_OBJECTIVE_. Quote from the records the lines between the line holding "Where can you see the glass" and the line holding "column 222, row 209", inclusive.
=======
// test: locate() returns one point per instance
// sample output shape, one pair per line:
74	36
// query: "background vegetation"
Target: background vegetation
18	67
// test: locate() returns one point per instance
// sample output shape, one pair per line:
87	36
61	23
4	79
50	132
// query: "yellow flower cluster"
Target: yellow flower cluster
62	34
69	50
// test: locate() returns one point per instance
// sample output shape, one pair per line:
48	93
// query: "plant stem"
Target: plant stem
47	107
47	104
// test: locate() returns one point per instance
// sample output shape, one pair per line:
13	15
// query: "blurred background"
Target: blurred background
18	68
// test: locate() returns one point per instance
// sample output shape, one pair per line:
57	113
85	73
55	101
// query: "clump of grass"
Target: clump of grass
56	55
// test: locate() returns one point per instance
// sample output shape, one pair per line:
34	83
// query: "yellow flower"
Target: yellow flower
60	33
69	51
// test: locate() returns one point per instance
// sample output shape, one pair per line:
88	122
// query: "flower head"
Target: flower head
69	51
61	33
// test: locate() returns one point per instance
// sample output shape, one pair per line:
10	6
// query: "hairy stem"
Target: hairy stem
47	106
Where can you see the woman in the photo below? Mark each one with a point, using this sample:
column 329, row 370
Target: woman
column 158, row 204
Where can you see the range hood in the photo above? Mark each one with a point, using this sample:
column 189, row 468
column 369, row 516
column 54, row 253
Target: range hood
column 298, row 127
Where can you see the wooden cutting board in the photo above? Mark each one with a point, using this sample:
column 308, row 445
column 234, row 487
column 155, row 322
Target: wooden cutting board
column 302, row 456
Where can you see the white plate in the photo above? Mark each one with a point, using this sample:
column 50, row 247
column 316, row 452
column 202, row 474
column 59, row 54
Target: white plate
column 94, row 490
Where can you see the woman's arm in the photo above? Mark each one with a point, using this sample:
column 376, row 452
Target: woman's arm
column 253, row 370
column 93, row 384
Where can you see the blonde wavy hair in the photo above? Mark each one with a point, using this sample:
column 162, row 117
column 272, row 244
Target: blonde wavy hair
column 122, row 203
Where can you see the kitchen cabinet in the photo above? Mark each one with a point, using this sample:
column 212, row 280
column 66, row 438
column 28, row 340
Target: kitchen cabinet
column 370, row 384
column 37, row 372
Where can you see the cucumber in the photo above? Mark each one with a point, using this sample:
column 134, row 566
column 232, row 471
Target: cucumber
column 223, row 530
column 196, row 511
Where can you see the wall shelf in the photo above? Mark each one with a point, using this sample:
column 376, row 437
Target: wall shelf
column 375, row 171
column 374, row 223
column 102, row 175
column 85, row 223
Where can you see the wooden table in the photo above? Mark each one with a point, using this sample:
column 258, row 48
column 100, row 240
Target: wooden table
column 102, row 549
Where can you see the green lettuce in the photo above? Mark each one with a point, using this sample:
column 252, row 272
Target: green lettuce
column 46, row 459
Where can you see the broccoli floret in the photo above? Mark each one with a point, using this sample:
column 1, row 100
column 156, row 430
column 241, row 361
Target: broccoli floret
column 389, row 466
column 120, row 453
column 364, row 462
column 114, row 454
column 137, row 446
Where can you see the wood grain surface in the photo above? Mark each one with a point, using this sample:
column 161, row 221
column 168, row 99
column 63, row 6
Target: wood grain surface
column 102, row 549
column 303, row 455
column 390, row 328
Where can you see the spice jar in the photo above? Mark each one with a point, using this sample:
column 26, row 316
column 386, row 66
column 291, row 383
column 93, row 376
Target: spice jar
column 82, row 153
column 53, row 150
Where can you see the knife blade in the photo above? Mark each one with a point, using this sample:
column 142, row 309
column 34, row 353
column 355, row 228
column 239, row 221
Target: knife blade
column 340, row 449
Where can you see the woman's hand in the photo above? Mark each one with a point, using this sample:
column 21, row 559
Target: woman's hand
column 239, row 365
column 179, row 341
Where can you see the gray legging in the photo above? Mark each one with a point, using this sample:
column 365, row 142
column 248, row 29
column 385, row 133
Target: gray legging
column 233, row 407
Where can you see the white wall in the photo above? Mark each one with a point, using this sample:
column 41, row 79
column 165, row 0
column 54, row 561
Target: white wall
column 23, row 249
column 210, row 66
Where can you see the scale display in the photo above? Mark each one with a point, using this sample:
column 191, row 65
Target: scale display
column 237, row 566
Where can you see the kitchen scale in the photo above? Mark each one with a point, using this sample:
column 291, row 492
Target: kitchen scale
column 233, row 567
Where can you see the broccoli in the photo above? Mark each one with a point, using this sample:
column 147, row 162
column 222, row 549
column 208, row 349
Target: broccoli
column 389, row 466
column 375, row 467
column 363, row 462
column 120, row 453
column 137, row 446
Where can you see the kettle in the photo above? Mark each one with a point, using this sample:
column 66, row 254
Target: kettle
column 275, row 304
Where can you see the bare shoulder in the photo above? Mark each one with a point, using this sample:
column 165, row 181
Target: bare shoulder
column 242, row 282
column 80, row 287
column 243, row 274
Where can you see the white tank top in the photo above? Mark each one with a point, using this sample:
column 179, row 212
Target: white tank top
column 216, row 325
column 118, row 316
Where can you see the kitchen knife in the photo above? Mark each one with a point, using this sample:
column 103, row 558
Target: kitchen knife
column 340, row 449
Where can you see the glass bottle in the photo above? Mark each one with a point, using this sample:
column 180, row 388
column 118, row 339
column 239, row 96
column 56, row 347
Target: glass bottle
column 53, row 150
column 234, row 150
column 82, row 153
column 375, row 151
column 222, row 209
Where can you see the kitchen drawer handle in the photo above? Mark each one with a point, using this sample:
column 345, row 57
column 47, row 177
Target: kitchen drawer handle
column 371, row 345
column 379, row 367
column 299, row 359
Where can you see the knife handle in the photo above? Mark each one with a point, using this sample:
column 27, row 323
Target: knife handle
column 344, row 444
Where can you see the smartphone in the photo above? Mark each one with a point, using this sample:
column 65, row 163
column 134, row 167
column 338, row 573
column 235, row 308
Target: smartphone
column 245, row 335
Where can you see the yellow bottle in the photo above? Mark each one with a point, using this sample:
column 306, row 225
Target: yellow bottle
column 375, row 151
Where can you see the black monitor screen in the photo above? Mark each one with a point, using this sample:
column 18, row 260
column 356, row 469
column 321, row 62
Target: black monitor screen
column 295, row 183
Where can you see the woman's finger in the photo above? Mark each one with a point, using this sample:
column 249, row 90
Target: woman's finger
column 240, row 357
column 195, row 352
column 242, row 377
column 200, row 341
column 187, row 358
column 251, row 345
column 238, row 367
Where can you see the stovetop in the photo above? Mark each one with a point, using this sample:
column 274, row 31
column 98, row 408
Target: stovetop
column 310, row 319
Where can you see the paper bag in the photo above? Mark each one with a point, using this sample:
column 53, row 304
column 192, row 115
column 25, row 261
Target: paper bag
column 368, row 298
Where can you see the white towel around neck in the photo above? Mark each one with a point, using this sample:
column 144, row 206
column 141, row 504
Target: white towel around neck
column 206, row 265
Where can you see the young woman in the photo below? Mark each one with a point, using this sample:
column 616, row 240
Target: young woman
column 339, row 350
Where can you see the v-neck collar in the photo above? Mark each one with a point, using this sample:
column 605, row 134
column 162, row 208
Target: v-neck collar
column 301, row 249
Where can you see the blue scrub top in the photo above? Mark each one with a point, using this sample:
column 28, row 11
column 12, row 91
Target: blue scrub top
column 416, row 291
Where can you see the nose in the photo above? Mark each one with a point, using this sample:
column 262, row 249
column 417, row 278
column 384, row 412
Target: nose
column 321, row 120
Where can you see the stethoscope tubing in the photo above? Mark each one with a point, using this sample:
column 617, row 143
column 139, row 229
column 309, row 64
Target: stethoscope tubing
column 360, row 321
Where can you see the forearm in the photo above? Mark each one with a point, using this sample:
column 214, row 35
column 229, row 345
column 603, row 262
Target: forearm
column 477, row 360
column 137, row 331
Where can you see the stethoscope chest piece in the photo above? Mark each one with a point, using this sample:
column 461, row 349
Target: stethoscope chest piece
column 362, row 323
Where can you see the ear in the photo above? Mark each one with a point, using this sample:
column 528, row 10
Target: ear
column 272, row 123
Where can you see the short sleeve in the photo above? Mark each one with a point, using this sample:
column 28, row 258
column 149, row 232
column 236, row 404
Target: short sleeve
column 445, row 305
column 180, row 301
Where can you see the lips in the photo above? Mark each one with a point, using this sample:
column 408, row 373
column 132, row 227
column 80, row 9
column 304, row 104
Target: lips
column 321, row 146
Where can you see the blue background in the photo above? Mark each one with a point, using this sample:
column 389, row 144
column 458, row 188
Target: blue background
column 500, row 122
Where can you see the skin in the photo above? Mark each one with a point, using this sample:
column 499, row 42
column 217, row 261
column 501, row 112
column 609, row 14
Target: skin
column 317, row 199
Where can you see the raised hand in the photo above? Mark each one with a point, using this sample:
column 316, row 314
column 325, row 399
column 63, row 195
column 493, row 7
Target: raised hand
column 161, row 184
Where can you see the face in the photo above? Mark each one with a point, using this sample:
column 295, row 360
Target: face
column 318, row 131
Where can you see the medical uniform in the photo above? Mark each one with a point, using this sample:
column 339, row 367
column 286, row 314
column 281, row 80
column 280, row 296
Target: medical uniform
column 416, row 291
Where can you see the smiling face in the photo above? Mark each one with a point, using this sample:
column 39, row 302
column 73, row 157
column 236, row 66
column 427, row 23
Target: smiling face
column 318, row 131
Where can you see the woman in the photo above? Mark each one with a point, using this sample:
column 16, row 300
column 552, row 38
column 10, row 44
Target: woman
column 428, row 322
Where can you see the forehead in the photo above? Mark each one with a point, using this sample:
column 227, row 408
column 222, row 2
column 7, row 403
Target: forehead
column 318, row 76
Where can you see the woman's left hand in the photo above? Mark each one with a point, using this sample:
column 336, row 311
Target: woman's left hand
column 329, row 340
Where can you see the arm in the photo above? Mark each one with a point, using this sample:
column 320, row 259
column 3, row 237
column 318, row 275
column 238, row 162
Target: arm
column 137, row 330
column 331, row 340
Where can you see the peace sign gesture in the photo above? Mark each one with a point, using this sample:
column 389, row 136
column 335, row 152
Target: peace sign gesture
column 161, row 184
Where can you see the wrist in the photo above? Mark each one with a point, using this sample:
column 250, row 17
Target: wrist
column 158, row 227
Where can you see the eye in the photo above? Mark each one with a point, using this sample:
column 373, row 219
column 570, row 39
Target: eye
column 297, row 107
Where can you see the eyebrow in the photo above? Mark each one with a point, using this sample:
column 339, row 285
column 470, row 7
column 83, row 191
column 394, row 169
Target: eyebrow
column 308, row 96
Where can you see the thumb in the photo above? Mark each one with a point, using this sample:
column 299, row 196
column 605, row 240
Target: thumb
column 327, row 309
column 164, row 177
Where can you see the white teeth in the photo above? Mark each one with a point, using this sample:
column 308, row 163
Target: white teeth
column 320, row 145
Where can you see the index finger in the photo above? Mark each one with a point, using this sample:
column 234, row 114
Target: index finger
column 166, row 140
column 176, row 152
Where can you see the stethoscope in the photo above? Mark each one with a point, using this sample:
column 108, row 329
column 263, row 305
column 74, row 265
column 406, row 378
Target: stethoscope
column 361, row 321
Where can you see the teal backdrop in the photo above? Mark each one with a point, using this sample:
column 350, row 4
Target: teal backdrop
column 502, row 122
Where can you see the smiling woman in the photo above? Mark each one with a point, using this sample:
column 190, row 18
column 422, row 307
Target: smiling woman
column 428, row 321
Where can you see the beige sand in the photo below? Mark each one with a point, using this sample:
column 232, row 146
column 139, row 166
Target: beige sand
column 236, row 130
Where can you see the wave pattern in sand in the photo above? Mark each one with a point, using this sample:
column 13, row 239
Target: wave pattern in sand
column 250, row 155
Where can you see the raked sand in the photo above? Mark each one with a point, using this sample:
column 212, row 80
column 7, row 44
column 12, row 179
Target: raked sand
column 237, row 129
=======
_RESULT OF THIS EXERCISE_.
Where can you see the glass bottle in the photo above? Mark each one with a point, using this sample:
column 180, row 388
column 118, row 339
column 239, row 96
column 56, row 347
Target: glass bottle
column 53, row 150
column 234, row 150
column 82, row 153
column 375, row 151
column 222, row 209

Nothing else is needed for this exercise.